AIM OF THE TASK
Reproduce the data from the line containing "Place one pin on each instance of the drooping" through the end of the data, requests included, and shift every x and y coordinate in the answers up by 104. Omit the pictures from your response.

---------- RECORDS PROVIDED

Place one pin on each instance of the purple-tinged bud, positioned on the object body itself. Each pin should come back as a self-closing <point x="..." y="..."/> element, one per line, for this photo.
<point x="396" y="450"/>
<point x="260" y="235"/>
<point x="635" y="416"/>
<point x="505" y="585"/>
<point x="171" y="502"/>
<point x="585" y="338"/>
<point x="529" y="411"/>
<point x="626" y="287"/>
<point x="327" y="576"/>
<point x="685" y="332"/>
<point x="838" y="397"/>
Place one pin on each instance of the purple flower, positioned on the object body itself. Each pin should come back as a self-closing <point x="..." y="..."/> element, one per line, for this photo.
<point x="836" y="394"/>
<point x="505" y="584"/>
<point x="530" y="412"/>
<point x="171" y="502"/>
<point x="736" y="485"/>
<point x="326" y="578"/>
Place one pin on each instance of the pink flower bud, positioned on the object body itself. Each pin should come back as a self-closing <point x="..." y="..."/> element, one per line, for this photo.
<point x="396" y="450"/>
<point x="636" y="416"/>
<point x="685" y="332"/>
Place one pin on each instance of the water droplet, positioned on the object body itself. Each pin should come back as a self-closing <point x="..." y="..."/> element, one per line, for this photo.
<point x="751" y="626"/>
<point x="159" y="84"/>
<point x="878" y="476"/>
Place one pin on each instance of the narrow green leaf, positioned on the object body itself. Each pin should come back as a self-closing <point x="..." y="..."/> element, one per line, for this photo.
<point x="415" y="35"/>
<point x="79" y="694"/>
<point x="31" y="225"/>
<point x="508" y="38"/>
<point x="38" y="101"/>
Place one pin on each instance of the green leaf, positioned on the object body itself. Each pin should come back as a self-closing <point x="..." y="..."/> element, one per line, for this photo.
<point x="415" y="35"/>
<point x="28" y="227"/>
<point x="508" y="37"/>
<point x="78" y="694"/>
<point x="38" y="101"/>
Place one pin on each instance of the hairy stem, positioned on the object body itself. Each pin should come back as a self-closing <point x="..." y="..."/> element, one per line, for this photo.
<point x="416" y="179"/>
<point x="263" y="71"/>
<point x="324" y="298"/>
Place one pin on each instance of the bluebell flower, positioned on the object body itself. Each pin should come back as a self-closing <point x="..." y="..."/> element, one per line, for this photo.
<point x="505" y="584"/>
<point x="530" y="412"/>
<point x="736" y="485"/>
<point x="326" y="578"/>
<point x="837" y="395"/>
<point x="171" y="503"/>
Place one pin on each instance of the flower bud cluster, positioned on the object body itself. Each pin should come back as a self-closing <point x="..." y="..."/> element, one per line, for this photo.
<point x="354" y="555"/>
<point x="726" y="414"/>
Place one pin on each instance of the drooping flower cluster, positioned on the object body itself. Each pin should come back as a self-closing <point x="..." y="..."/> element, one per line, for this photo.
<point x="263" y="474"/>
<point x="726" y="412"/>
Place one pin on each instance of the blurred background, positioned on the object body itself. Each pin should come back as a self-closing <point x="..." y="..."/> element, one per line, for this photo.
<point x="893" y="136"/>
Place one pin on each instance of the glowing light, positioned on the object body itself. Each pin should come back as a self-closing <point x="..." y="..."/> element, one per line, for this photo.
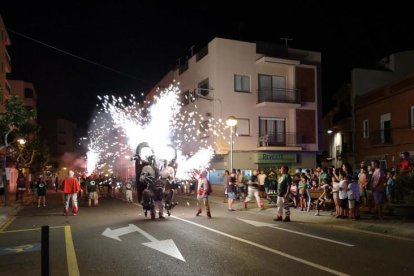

--------------------

RESULT
Place one pin on each instance of the drooping flower cluster, positioned on the object body itself. Each pin should come back as a self-closing <point x="..." y="..."/> element, one per line, for this photo.
<point x="367" y="578"/>
<point x="830" y="516"/>
Place one pin on each instance of the blurred background, positioned on the object body itself. Each pin should come back as a self-closing <point x="..." y="..."/> element, one per line, for this photo.
<point x="997" y="240"/>
Place one pin on each instance of the glowing light, positioned on the object body itself. Each pin should come back as a self-closing <point x="..." y="..."/> element, one per line, for this photo.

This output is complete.